Can you pull out everything in the passage about the thermal spa from "We started at" down to "room and saunas.", word for word?

### TEXT UNDER STUDY
################
The water, at a constant temperature of 156 degrees Fahrenheit, contains elements that are absorbed by the body and skin, and are said to stimulate blood flow, increase the efficiency of internal organs, ease congestion, muscular tightness and stiff joints. If that’s not enough, bathing in the waters is also said to benefit the immune system and the healing powers of the body.

We started at the Caracalla Spa, named after that third century Roman emperor who came to soothe his imperial arthritis in the steaming waters. This glass and marble pleasure palace, which opened in 1985, offers several pools, both indoors and out, waterfalls, water jets, whirlpools, Jacuzzis, a steam room and saunas.

All the bathing is co-ed and bathers wear swimsuits. There are lounge chairs, a bistro with international delicacies, an instructor offering underwater exercise, and the popular “surge channel” where you are pushed along by a powerful current. The different pools have spouts where water surges out with the power of a fireman’s hose, resulting in a massage so strong you feel you may end up black and blue.
################
### DATA LISTING
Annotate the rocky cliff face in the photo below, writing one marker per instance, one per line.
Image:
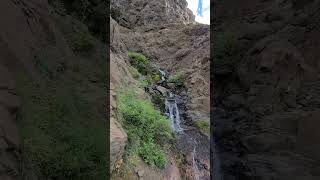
(266, 98)
(137, 13)
(166, 33)
(32, 34)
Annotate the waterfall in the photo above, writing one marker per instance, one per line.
(172, 111)
(194, 163)
(163, 75)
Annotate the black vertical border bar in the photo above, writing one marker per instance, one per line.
(211, 90)
(107, 41)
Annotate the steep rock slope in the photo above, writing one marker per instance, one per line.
(165, 31)
(37, 53)
(267, 88)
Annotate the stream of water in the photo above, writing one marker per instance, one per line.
(172, 111)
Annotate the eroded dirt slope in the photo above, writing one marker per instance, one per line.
(267, 94)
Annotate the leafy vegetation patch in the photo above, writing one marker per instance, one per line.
(134, 72)
(139, 61)
(146, 128)
(203, 126)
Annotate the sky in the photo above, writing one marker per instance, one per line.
(193, 5)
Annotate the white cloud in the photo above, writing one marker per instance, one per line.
(193, 6)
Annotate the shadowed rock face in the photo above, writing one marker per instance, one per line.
(266, 106)
(165, 31)
(135, 13)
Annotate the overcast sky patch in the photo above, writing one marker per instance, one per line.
(205, 10)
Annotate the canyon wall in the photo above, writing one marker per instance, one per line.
(266, 88)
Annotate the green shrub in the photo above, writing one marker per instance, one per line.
(152, 154)
(82, 42)
(203, 126)
(134, 72)
(145, 127)
(139, 61)
(156, 78)
(178, 78)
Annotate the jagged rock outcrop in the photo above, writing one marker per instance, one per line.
(166, 33)
(30, 33)
(136, 13)
(17, 49)
(266, 103)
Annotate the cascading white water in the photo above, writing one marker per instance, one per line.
(163, 74)
(172, 111)
(194, 164)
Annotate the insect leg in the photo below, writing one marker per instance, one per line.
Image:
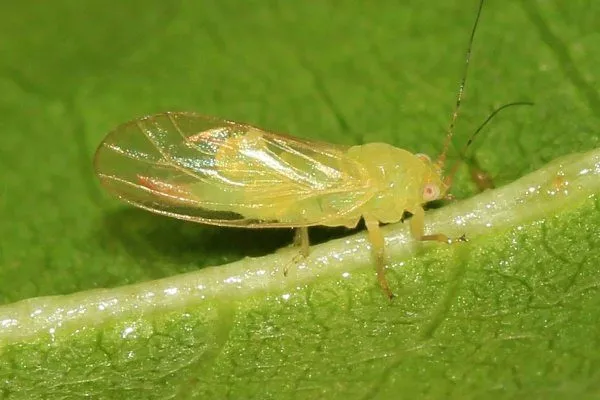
################
### EXERCISE ANSWER
We started at the Caracalla Spa, named after that third century Roman emperor who came to soothe his imperial arthritis in the steaming waters. This glass and marble pleasure palace, which opened in 1985, offers several pools, both indoors and out, waterfalls, water jets, whirlpools, Jacuzzis, a steam room and saunas.